Objective 1
List every question that the blog post on Montaigne and education poses to its readers.
Objective 2
Reproduce word for word everything in the blog post on Montaigne and education from "He [Montaigne] fulminates" down to "learning for life.".
Objective 3
Write the next part of the blog post on Montaigne and education, picking up after its last sentence.

Supplied text
►
Wednesday, August 7, 2013

montaigne #2: on education

The next topic as you think about Montaigne is education. As a twelve-year veteran of the system (assuming you began in kindergarten) you undoubtedly have your own opinions about education. How has your education helped you think? What practices are effective and what needs to be modernized? What do you think of this article on homework, which ran on the front page of The New York Times?

Here are some thoughts from Montaigne (after the jump). Does his view on education surprise you? Does it seem like what you would expect from him? Do you agree/disagree with him? As you did last week, please feel free to compare these ideas with what you read (and this time, please respond in a comment to this post). Take notes on the ideas and the writing style, and remember that we will begin the year with a series of in-class essays on these topics, so if anyone has ideas or questions please don't be shy-- start sharing your ideas in comments now.



Excerpt from:

Bakewell, Sarah. (2010). How to Live: Or, A Life of Montaigne in One Question and Twenty Attempts at an Answer.  New York: Other Press.

p.58

He [Montaigne] fulminates against the brutal methods of most schools.  “Away with violence and compulsion!”  If you enter a school in lesson time, he says, “you hear nothing but cries, both from tortured boys and from masters drunk with rage.”  All this achieves is to put children off learning for life.
◄
Stored rows
►
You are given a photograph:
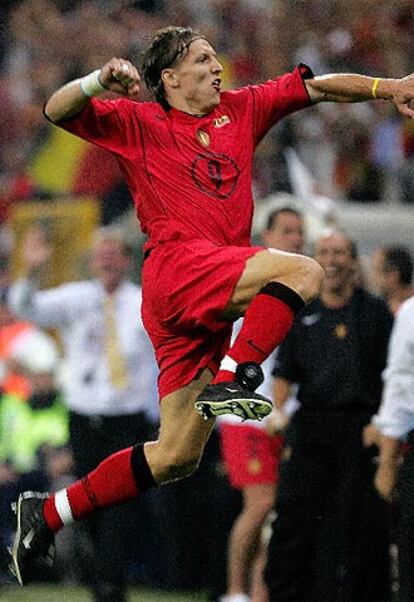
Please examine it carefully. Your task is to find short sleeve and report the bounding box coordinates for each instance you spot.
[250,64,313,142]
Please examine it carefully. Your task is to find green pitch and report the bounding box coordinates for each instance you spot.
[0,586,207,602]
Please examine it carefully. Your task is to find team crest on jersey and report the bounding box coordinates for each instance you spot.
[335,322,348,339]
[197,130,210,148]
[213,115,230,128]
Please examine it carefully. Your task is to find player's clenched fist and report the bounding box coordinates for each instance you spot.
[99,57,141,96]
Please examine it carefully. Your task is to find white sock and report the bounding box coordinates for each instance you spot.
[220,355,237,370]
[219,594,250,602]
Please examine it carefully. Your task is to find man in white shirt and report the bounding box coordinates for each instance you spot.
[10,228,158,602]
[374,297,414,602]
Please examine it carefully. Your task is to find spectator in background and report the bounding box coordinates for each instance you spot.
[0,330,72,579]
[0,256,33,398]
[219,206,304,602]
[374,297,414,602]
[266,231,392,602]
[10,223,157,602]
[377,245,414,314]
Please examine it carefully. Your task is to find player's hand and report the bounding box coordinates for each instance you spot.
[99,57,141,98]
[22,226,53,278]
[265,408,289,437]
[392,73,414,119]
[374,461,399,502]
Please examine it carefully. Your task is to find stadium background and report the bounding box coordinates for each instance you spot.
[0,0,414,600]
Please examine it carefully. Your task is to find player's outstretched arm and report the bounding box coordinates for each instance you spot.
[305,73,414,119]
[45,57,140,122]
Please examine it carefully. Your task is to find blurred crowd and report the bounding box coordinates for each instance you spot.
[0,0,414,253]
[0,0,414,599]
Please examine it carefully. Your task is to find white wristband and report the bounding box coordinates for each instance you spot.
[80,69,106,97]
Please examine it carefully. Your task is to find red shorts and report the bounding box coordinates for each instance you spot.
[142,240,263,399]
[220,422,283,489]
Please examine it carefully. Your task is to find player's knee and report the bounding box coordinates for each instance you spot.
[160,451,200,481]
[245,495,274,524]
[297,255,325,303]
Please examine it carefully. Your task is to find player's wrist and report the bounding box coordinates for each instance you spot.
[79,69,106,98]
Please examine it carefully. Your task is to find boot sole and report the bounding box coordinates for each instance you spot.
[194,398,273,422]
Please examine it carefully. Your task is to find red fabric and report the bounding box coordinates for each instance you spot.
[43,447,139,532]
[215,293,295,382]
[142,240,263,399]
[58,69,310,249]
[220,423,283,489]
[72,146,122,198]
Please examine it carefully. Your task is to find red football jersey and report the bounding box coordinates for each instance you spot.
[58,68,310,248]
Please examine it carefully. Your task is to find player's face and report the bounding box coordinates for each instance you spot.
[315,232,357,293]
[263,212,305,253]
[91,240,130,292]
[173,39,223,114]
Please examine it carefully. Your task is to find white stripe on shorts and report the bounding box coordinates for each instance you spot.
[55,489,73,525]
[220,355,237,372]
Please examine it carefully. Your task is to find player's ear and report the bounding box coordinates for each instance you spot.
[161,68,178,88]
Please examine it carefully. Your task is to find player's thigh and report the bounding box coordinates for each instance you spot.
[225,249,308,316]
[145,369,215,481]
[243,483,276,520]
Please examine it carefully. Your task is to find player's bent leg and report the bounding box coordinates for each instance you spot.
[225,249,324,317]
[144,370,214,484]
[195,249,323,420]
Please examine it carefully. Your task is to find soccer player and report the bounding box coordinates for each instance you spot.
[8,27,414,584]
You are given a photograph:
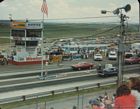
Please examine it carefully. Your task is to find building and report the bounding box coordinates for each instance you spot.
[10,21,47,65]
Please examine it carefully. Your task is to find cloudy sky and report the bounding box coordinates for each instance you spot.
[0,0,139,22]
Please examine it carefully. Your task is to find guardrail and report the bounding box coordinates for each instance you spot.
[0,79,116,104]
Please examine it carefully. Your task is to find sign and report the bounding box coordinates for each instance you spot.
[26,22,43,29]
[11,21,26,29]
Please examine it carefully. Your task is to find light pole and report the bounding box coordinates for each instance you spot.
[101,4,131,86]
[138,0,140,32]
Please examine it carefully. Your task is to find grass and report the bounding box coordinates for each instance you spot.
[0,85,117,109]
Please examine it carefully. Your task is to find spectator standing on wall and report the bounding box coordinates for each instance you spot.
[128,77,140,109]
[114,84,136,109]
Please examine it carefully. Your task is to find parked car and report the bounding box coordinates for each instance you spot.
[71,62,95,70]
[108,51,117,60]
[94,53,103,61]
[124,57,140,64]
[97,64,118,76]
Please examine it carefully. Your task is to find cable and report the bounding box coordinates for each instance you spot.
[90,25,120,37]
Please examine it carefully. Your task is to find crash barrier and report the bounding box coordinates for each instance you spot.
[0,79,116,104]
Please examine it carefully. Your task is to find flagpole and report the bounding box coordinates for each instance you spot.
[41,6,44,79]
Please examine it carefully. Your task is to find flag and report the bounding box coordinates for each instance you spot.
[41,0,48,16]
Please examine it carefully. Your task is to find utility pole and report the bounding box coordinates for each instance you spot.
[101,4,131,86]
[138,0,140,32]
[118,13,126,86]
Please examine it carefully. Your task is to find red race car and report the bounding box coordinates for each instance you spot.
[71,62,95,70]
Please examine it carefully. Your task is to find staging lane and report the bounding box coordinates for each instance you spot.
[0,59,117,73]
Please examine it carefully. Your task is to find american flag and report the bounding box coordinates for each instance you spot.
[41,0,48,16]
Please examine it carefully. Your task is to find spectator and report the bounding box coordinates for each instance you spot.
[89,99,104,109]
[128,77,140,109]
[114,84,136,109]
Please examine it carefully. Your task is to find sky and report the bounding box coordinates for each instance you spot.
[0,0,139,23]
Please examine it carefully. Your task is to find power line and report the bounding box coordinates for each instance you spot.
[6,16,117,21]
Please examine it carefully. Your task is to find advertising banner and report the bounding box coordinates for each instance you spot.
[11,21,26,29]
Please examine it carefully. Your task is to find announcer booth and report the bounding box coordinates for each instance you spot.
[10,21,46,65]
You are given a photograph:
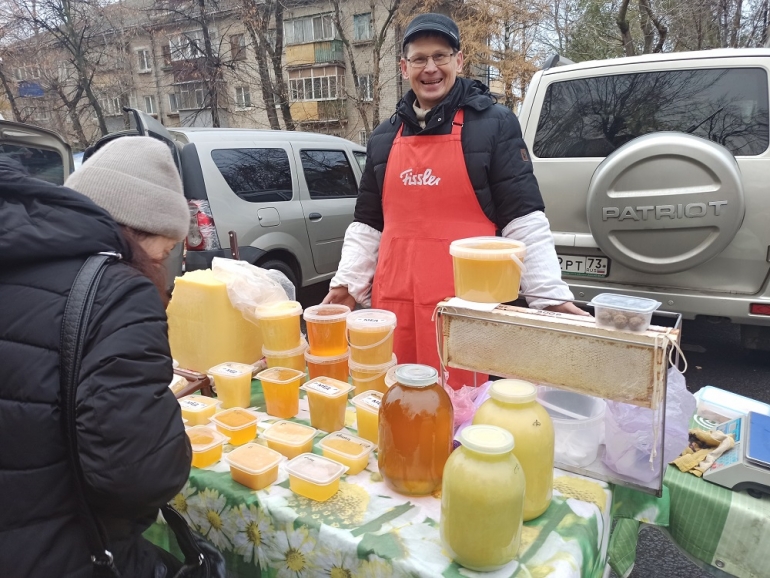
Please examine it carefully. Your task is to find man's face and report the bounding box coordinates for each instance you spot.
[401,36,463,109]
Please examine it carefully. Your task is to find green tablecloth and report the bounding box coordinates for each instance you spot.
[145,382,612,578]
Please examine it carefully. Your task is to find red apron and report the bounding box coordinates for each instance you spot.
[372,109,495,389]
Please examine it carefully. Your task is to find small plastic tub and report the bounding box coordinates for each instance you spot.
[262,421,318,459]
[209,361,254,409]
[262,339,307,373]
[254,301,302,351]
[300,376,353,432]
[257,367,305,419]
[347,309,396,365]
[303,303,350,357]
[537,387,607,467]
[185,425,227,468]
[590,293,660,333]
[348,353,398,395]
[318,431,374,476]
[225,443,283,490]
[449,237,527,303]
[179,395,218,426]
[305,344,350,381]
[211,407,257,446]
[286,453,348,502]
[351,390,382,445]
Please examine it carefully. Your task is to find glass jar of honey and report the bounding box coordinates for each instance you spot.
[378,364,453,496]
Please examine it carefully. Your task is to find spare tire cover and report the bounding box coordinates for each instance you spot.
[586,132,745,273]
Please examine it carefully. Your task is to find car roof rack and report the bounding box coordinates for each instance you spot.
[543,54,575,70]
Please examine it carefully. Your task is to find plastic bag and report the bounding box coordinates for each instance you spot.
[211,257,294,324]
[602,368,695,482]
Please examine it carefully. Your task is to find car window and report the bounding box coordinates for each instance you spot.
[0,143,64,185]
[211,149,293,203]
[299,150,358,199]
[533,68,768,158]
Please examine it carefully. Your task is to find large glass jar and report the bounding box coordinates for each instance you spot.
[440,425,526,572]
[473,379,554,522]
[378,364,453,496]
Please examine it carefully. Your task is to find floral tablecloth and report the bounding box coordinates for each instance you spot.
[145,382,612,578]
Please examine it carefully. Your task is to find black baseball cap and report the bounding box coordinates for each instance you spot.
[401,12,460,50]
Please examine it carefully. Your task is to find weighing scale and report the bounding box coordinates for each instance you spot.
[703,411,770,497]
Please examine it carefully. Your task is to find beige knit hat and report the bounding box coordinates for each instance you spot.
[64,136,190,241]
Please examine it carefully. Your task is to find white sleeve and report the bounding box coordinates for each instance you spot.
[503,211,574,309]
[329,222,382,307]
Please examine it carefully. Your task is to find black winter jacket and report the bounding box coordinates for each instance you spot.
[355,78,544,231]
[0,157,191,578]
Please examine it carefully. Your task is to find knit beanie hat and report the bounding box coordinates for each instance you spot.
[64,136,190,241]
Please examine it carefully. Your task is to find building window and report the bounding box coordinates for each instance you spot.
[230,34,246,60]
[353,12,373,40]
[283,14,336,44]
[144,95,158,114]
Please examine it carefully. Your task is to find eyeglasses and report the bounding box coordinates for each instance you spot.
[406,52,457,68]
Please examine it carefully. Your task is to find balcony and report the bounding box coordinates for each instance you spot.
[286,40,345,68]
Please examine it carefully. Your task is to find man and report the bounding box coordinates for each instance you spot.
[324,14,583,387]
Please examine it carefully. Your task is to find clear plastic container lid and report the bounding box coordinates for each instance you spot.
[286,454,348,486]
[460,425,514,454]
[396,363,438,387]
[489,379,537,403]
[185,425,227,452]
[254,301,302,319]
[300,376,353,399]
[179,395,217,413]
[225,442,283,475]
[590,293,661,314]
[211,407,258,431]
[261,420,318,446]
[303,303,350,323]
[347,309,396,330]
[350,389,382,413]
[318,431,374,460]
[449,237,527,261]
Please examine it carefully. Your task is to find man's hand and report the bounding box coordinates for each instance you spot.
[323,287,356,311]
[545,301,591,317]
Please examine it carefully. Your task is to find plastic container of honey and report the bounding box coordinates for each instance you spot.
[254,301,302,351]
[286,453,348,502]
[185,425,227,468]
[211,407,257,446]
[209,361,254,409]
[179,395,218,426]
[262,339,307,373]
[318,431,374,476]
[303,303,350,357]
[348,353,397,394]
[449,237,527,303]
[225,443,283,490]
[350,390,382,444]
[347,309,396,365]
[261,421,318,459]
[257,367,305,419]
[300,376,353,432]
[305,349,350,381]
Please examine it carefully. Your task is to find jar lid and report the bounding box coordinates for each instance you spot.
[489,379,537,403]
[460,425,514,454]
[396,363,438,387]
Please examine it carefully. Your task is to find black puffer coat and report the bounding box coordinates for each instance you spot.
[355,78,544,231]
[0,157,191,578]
◄
Task response 1
1. How has your education helped you think?
2. What practices are effective and what needs to be modernized?
3. What do you think of this article on homework, which ran on the front page of The New York Times?
4. Does his view on education surprise you?
5. Does it seem like what you would expect from him?
6. Do you agree/disagree with him?

Task response 2
He [Montaigne] fulminates against the brutal methods of most schools.  “Away with violence and compulsion!”  If you enter a school in lesson time, he says, “you hear nothing but cries, both from tortured boys and from masters drunk with rage.”  All this achieves is to put children off learning for life.

Task response 3
Often, books need not be used at all.  One learns dancing by dancing; one learns to play the lute by playing the lute.  The same is true of thinking, and indeed of living.  Every experience can be a learning opportunity: “a page’s prank, a servant’s blunder, a remark at table.”  The child should learn to question everything: to “pass everything through a sieve and lodge nothing in his head on mere authority and trust.”  Traveling is useful; so is socializing, which teaches the child to be open to others and to adapt to anyone he finds around him.  Eccentricities should be ironed out early, because they make it difficult to get on with others.  “I have seen men flee from the smell of apples more than from harquebus fire, others take fright at a mouse, others throw up at the sight of cream, and others at the plumping of a feather bed.”  All this stands in the way of good relationships and of good living.  It can be avoided, for young human beings are malleable.
Or at least, they are malleable up to a point.  Montaigne soon changes tack.  Whatever you do, he says, you cannot really change inborn disposition.  You can guide it or train it, but not get rid of it.  In another essay he wrote, “There is no one who, if he listens to himself, does not discover in himself a pattern all his own, a ruling pattern, which struggles against education.”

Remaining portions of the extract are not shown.